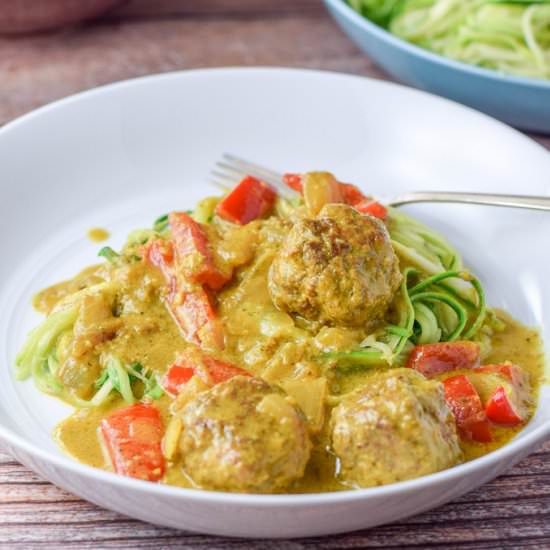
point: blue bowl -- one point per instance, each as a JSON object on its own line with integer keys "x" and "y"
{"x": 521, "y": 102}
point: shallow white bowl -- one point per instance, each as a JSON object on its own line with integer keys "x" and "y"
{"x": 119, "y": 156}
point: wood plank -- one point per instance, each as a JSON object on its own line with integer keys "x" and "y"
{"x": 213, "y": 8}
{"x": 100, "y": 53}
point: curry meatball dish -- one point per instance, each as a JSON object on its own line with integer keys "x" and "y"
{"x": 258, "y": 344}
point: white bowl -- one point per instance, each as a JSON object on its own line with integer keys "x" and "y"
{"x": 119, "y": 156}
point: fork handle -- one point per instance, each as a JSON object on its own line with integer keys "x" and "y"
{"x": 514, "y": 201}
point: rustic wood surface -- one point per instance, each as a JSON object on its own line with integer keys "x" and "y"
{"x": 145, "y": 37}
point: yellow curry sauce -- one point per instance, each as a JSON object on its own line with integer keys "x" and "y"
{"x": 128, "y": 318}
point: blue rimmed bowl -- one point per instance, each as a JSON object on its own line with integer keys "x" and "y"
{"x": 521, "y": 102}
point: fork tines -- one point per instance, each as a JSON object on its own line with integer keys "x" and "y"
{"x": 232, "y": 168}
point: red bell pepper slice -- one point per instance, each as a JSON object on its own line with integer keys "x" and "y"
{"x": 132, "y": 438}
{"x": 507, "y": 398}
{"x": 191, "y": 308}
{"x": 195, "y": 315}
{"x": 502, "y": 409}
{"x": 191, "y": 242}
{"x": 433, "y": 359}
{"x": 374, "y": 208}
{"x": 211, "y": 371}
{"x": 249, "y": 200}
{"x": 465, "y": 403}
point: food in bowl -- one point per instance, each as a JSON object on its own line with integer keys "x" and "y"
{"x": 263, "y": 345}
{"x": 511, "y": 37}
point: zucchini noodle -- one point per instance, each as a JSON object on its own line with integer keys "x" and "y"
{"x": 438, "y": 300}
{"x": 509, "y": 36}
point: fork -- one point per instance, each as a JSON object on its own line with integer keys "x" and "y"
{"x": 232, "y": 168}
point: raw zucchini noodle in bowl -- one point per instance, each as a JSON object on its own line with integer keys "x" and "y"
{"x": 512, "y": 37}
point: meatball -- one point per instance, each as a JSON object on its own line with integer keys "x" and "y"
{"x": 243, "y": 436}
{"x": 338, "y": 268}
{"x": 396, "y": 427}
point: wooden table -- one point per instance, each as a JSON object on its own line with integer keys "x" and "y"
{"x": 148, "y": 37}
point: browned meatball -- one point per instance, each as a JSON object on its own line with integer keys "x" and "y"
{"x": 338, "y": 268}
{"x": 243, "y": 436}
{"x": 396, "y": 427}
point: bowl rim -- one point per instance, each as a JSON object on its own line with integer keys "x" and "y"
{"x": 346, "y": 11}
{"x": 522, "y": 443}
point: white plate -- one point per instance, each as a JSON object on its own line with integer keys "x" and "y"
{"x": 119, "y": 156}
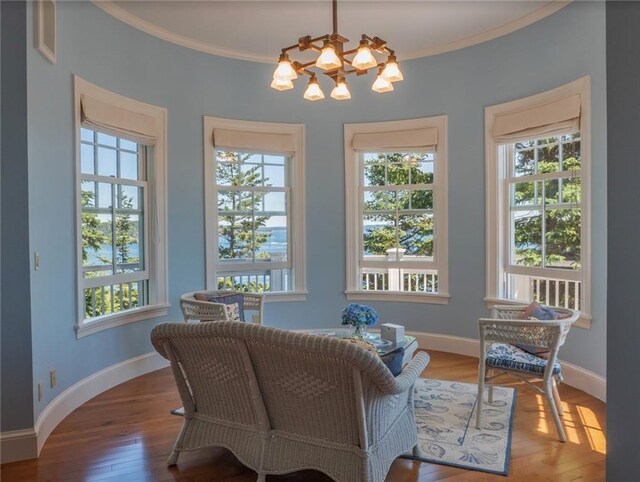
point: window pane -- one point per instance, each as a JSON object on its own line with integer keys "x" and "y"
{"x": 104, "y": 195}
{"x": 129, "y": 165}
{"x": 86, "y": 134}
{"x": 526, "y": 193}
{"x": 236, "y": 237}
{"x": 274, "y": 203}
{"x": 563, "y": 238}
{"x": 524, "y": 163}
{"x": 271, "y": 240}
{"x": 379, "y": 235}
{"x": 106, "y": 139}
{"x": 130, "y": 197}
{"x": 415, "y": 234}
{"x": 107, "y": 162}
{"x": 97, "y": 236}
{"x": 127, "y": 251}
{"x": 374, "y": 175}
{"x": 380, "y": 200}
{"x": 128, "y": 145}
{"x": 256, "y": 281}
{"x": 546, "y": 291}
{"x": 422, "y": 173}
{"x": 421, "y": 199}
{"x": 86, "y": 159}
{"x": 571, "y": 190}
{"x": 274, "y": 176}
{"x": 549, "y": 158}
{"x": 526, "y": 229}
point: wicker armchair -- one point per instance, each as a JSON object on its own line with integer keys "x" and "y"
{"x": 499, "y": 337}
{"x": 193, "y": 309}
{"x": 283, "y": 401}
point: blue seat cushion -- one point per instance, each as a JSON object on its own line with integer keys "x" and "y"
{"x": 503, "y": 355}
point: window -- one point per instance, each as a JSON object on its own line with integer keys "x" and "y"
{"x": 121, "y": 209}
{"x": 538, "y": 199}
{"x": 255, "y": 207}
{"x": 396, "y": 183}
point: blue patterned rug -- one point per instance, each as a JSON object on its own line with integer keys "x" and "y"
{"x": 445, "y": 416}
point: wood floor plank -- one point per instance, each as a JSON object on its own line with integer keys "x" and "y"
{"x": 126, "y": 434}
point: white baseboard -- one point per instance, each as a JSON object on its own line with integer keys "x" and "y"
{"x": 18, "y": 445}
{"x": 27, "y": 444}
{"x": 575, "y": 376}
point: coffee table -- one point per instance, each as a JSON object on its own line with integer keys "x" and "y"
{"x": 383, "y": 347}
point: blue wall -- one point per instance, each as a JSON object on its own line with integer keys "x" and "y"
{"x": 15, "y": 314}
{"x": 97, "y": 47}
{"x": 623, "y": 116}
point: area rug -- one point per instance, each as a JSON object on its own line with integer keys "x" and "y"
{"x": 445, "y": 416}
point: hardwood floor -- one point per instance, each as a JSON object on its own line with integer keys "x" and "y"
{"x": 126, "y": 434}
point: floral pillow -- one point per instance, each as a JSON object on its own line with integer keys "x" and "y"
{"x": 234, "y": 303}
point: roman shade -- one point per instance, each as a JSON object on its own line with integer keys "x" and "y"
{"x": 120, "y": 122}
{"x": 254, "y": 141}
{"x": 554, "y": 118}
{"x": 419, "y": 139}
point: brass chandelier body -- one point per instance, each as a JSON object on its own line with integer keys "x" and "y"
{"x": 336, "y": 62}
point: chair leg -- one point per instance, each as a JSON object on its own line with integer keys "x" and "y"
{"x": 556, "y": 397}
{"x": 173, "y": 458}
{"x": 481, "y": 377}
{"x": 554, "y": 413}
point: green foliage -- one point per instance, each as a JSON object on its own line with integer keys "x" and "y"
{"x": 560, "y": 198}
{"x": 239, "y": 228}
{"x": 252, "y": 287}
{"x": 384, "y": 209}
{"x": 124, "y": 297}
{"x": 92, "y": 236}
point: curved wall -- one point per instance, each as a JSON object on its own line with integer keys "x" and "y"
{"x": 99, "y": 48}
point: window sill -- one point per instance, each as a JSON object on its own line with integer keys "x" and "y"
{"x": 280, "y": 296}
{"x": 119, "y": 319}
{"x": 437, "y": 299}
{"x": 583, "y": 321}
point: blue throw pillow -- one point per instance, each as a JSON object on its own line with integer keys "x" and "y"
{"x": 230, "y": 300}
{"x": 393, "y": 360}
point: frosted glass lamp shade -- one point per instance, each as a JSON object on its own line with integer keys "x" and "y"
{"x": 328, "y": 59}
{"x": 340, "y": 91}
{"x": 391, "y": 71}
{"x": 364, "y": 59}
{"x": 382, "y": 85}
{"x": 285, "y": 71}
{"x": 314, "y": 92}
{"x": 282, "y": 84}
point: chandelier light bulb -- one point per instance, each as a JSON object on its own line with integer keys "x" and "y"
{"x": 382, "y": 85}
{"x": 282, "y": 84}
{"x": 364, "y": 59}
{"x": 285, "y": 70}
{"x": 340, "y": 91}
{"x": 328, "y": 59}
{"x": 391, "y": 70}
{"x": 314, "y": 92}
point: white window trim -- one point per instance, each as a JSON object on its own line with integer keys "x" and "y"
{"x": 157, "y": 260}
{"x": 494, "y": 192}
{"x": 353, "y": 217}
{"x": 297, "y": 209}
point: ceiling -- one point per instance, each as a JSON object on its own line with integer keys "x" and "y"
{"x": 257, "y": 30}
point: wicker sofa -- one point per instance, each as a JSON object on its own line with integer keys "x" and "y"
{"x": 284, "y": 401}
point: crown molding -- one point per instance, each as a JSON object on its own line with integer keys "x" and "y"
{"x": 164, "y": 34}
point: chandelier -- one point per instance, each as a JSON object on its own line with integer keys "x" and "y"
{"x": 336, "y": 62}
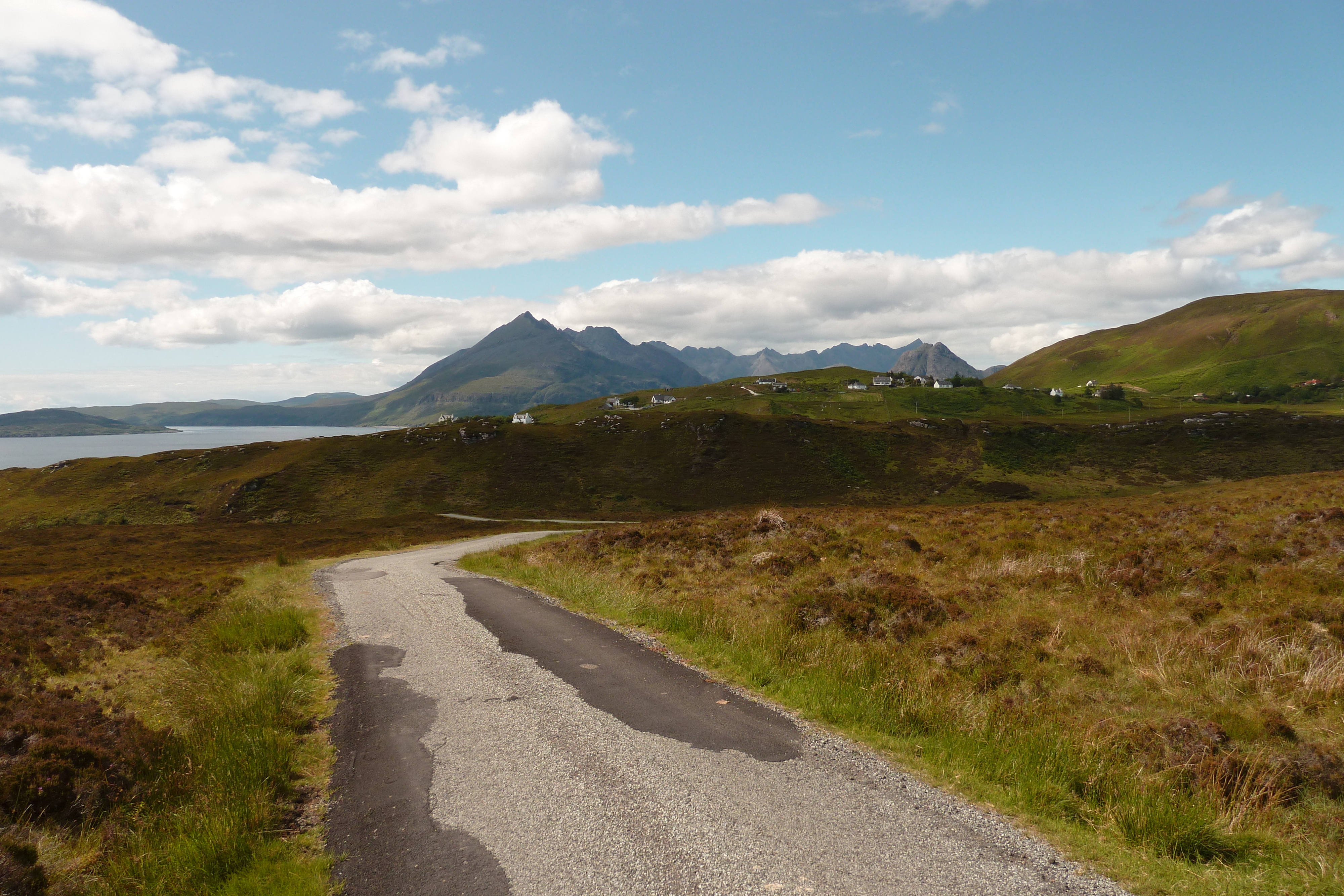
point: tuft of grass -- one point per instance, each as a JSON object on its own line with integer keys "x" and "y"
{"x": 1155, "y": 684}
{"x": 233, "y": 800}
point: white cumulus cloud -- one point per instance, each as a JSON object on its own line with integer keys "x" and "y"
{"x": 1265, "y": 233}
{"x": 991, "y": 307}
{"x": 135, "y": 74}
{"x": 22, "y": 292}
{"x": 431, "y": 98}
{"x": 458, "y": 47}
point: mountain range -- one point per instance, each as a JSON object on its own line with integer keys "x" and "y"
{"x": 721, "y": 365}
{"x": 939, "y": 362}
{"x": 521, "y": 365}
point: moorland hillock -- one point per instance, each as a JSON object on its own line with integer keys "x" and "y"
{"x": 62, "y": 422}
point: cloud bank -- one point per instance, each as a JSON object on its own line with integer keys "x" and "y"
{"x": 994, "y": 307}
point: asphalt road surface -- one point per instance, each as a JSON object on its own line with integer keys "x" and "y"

****************************************

Problem requirements: Quote the data word for word, starting at the line that contains "point: ceiling -- one" and ending at the final line of the data. Leave out any pictures.

Result for this exercise:
point: ceiling -- one point per instance, each as a JSON object on its own line with integer keys "x" and "y"
{"x": 257, "y": 30}
point: wicker sofa -- one point per instance, each as a JSON object on its own line with integer keys "x" and "y"
{"x": 284, "y": 401}
point: crown molding -- one point per instance, each as a JSON object on its own line with integer keys "x" and "y"
{"x": 164, "y": 34}
point: chandelier -- one point per instance, each as a JSON object on its own line with integer keys "x" and "y"
{"x": 336, "y": 62}
point: tuft of grass -- one point per instance, each as a JSON object on its own line with integer keys "x" and "y"
{"x": 1155, "y": 684}
{"x": 233, "y": 800}
point: white cumulus cloud -- one point per instance, each as a JSON object on its own line with integer keys "x" and "y"
{"x": 1265, "y": 233}
{"x": 991, "y": 307}
{"x": 135, "y": 74}
{"x": 22, "y": 292}
{"x": 431, "y": 98}
{"x": 458, "y": 47}
point: mountain range -- one point per instance, each as a JSON object on its own line with integer keys "x" and "y"
{"x": 721, "y": 365}
{"x": 939, "y": 362}
{"x": 521, "y": 365}
point: moorland hillock -- one point per instance, each as a JSON object on its own line with integer keys "x" and "y"
{"x": 62, "y": 422}
point: cloud bank -- one point per instance, each as a JSON object on its own line with integer keys "x" and "y"
{"x": 994, "y": 307}
point: asphalt road surface -- one point per instance, each as a JSON object on its own line with integer keys "x" and "y"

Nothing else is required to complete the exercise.